*Records to process*.
********

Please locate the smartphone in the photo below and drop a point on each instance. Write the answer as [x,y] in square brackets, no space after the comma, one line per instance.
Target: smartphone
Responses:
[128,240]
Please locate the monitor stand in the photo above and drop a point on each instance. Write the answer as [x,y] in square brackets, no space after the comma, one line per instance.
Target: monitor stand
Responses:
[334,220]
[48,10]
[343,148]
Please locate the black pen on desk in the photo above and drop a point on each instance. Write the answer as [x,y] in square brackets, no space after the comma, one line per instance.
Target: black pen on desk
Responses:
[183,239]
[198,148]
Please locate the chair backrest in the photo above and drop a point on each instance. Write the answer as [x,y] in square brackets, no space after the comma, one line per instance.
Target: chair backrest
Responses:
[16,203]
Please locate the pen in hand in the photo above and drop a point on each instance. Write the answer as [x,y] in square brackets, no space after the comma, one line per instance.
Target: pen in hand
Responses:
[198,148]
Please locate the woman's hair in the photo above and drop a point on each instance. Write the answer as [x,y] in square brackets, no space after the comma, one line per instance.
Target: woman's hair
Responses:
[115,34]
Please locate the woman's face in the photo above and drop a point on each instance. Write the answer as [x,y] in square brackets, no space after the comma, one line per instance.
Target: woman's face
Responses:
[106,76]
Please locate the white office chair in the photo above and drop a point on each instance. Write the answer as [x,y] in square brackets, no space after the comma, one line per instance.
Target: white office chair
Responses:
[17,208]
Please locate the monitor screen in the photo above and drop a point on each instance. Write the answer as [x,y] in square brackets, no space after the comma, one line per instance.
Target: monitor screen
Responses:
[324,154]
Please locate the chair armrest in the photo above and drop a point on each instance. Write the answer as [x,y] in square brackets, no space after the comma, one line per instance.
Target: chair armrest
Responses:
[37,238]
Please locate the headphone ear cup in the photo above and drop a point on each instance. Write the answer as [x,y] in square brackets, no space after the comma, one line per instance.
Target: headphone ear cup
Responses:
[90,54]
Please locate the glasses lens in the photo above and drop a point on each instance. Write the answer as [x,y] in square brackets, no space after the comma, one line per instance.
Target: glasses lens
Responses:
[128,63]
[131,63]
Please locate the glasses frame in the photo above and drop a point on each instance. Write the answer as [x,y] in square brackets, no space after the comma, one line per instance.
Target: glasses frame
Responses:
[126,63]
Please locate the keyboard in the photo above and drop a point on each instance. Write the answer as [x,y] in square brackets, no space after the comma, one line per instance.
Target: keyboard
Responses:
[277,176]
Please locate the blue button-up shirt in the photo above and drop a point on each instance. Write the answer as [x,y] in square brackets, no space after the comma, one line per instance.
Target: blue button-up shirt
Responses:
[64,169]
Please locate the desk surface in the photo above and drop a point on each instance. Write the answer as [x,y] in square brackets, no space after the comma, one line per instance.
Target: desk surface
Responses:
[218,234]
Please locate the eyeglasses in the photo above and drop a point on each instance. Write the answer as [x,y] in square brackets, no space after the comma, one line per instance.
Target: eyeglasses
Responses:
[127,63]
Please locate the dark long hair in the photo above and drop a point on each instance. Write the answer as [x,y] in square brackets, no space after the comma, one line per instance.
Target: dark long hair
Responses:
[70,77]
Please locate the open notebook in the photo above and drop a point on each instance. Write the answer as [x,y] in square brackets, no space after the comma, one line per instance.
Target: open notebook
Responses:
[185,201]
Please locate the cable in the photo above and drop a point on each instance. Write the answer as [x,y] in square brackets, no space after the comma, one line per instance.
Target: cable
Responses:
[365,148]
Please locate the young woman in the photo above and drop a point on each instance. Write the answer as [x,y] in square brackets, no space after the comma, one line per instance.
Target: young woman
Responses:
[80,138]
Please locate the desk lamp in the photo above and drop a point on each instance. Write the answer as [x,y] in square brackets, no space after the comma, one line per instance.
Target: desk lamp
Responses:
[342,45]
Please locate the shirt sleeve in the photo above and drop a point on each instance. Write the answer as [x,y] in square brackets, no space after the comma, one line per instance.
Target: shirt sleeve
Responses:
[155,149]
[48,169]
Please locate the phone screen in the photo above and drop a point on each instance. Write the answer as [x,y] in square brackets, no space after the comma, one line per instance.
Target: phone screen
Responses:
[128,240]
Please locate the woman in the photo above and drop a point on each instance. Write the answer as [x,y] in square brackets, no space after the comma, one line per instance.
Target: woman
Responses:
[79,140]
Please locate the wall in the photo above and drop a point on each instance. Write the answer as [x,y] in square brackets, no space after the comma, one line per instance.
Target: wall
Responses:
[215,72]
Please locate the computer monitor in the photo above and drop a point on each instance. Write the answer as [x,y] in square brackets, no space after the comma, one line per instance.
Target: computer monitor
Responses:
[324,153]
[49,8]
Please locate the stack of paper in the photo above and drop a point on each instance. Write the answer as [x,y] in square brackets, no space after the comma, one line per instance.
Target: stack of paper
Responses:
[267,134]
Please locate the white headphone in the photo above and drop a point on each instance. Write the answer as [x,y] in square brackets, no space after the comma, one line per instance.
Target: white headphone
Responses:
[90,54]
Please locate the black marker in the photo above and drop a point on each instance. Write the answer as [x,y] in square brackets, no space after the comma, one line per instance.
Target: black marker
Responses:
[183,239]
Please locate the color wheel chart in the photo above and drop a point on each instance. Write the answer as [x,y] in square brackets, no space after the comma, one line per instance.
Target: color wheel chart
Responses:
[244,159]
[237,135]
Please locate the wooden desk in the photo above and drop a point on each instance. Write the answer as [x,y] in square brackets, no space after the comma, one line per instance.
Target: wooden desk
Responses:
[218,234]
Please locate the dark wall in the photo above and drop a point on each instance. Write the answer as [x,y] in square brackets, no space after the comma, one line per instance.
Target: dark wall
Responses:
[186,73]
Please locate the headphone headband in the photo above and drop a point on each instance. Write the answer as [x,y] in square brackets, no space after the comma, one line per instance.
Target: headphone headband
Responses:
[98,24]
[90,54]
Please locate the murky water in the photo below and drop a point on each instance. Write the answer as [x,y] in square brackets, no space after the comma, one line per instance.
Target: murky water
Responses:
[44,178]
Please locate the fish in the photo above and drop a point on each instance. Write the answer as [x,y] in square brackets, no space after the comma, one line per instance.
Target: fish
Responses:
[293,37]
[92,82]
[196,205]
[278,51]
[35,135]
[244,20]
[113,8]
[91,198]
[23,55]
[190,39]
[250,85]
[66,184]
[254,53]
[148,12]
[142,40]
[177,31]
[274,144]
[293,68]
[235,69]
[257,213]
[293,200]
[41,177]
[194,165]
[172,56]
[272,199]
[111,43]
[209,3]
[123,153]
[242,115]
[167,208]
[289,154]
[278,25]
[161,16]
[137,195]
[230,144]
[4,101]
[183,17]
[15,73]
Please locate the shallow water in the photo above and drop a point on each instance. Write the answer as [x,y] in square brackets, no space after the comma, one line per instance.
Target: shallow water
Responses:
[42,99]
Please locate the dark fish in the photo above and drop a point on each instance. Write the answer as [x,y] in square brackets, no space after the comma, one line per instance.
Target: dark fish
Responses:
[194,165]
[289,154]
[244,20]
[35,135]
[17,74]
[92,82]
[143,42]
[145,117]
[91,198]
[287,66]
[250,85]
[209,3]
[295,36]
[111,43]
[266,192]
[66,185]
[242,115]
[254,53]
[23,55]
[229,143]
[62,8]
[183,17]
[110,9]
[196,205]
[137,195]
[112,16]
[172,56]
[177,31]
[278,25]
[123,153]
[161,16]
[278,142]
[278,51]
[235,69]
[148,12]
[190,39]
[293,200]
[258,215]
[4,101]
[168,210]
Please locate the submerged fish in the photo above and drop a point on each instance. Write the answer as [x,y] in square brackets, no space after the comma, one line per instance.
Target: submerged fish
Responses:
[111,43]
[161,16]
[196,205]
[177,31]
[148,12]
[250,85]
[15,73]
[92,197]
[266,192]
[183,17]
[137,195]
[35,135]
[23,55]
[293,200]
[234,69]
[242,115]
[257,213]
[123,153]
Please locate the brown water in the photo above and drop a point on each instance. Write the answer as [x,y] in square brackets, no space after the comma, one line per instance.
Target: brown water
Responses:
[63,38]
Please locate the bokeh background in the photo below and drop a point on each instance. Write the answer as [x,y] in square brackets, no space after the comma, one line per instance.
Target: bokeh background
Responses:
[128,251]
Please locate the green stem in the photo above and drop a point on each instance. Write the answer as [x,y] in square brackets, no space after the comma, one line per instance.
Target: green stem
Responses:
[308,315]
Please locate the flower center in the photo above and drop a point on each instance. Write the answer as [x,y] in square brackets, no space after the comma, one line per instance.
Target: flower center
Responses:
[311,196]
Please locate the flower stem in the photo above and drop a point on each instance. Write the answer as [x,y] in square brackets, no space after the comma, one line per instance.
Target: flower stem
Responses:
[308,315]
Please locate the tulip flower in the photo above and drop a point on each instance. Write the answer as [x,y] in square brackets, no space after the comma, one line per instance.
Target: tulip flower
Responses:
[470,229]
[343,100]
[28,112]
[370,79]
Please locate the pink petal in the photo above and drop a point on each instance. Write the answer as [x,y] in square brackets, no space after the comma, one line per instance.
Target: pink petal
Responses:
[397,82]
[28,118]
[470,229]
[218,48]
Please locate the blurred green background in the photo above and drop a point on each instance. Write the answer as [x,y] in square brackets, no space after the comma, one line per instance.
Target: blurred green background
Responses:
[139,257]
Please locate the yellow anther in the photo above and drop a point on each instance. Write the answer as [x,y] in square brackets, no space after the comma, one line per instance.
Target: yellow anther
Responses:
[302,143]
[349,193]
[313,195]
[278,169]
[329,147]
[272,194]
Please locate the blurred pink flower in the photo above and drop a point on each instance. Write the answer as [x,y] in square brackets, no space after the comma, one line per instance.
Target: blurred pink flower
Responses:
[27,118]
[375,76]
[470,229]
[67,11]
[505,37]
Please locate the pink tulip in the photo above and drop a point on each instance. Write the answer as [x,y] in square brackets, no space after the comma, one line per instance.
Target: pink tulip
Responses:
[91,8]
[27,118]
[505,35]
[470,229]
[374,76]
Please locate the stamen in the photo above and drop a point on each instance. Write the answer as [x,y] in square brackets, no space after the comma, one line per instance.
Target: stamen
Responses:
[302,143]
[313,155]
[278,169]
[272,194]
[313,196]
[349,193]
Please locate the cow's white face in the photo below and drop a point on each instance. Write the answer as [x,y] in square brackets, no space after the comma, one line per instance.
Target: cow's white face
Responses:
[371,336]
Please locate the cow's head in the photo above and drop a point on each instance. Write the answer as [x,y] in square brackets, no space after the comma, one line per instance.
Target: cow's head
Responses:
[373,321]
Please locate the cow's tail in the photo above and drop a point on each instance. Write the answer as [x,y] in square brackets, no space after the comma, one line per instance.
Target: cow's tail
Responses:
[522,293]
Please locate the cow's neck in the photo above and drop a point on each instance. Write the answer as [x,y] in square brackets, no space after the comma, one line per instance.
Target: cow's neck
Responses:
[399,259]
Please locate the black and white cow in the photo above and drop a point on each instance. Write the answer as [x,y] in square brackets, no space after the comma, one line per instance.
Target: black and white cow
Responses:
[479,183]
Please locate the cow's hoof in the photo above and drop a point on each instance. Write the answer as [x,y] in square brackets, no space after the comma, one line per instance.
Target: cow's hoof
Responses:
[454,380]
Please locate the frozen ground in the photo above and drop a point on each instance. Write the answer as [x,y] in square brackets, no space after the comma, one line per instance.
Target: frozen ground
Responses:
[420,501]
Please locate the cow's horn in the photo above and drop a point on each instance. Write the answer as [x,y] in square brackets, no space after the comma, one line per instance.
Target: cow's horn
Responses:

********

Update the rows beginning with the line that contains "Please locate the frozen" and going on through the last of the rows by replacing "frozen ground" with "icy ground" and leaving everything else unchanged. Give back only those lines.

Please locate the icy ground in the photo above and drop a point on each instance. Write the answer as [x,y] in square brackets, no space after the comma, one line per instance.
Target: icy ground
Responses:
[420,501]
Please locate the cow's horn in the photo above and drop a point on each instance. Write the answer as [x,y] in square brackets, no space after the comma, one line per instance.
Target: cow's horn
Responses:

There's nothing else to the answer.